Nessa linha, outra grande personalidade irrequieta foi a missivista Rahel Varnhagen (1771-1833), que conviveu com as filhas de Mendelssohn, filósofos e escritores, inclusive em Paris, e assumiu suas inspirações e vontade. Foi amiga do poeta Heinrich Heine, para quem, não obstante a exuberância, ela encarnava a chamada “dor judaica” sob o signo da personalidade dividida no cenário desconfortável. Figura também exemplar e trágica na experiência da divisão entre o mundo judaico e o não judaico exposta ao antissemitismo foi o financista Josef Suss Oppenheim (1698-1738), administrador do duque Karl Alexander, a quem serviu de maneira submissa, e com alta competência, até a morte do patrono-déspota, quando seus inimigos acabaram levando-o ao enforcamento numa gaiola onde o cadáver ficou exposto durante seis anos. O grotesco da cena é apenas mais um requinte antissemita. Ele é a personagem de Judeu Suss, obra que Lion Feuchtwanger publicou em 1925 – essa tragédia judaica emerge como uma alegoria atemporal sobre a tentativa de integração ao universo europeu.

* REGISTROS EXTRAÍDOS:
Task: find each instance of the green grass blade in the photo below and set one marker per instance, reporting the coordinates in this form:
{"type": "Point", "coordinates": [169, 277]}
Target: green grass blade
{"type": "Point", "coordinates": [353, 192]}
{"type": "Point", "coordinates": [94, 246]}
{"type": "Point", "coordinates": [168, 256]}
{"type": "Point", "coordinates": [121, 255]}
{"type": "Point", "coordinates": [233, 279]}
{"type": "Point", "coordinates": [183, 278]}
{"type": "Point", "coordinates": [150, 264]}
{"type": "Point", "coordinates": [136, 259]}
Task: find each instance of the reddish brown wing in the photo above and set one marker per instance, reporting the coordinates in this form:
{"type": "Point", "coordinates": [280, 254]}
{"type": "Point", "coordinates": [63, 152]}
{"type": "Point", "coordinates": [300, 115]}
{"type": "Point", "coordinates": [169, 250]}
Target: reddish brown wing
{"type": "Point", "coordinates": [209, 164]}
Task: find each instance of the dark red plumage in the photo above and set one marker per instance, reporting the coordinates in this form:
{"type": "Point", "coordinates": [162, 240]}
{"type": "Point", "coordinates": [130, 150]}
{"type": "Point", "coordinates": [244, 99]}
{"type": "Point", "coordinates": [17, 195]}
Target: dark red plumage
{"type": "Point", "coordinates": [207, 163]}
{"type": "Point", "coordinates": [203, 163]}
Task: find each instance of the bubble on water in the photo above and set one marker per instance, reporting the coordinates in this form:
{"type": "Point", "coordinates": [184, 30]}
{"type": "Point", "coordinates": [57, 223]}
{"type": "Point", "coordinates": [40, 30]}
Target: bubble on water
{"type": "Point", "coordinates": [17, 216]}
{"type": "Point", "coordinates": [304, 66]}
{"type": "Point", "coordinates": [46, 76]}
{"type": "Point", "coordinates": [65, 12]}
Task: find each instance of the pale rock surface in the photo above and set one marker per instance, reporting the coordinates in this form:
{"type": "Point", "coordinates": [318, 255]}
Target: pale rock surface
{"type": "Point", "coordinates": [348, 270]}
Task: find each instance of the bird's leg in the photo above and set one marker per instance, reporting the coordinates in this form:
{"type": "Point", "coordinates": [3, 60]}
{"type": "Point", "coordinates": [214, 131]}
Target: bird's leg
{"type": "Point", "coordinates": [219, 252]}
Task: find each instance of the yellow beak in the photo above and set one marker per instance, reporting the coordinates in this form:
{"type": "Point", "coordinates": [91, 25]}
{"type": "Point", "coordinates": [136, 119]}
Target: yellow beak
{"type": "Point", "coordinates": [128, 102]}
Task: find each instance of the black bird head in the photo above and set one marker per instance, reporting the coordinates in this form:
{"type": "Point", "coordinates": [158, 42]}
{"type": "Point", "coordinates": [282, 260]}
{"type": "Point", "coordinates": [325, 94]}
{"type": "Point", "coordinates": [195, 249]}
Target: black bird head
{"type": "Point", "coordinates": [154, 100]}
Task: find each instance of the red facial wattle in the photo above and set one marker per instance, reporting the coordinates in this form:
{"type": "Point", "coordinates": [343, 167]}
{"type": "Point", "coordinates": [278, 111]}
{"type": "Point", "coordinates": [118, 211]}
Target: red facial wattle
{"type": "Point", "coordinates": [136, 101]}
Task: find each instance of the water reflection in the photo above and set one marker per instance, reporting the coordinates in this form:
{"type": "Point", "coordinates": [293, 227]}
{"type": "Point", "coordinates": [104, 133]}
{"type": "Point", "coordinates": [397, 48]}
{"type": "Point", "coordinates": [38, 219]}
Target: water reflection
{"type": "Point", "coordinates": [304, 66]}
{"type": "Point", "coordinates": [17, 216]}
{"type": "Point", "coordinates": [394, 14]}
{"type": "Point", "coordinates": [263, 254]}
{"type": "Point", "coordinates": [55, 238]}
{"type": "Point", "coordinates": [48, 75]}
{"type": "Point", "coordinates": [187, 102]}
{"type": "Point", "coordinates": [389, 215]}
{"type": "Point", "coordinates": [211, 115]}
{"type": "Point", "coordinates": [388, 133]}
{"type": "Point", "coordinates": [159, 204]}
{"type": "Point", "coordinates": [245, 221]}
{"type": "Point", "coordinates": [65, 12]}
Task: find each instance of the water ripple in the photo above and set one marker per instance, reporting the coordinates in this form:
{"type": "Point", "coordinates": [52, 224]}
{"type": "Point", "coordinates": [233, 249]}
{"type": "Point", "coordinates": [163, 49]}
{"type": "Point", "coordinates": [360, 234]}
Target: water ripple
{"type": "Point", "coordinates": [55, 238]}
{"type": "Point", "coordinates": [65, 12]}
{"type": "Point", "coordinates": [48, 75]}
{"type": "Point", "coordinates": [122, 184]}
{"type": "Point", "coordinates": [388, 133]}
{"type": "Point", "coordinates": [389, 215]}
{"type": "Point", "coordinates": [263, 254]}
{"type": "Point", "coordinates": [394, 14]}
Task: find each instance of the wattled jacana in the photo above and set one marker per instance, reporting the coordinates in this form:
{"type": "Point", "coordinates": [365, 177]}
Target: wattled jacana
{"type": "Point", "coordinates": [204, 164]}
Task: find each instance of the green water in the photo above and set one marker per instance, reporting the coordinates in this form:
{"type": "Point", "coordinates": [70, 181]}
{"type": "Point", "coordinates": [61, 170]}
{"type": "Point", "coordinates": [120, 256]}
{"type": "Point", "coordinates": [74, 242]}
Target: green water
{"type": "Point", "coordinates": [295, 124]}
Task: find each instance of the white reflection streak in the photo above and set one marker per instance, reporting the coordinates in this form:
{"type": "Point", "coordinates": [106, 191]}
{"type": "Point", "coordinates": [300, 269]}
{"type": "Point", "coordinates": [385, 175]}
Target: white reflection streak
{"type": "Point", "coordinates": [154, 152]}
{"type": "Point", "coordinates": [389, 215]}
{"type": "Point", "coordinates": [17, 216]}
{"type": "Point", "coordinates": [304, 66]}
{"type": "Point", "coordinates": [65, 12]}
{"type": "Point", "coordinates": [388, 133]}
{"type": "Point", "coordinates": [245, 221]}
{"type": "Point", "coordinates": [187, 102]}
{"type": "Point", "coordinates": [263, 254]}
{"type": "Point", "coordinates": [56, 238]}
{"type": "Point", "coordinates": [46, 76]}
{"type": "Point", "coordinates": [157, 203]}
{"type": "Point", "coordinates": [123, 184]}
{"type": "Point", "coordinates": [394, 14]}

* OBJETIVO DO EXERCÍCIO: Transcreva, palavra por palavra, o texto inteiro sobre Rahel Varnhagen e Josef Suss Oppenheim.

* RESPOSTA CORRETA:
Nessa linha, outra grande personalidade irrequieta foi a missivista Rahel Varnhagen (1771-1833), que conviveu com as filhas de Mendelssohn, filósofos e escritores, inclusive em Paris, e assumiu suas inspirações e vontade. Foi amiga do poeta Heinrich Heine, para quem, não obstante a exuberância, ela encarnava a chamada “dor judaica” sob o signo da personalidade dividida no cenário desconfortável. Figura também exemplar e trágica na experiência da divisão entre o mundo judaico e o não judaico exposta ao antissemitismo foi o financista Josef Suss Oppenheim (1698-1738), administrador do duque Karl Alexander, a quem serviu de maneira submissa, e com alta competência, até a morte do patrono-déspota, quando seus inimigos acabaram levando-o ao enforcamento numa gaiola onde o cadáver ficou exposto durante seis anos. O grotesco da cena é apenas mais um requinte antissemita. Ele é a personagem de Judeu Suss, obra que Lion Feuchtwanger publicou em 1925 – essa tragédia judaica emerge como uma alegoria atemporal sobre a tentativa de integração ao universo europeu.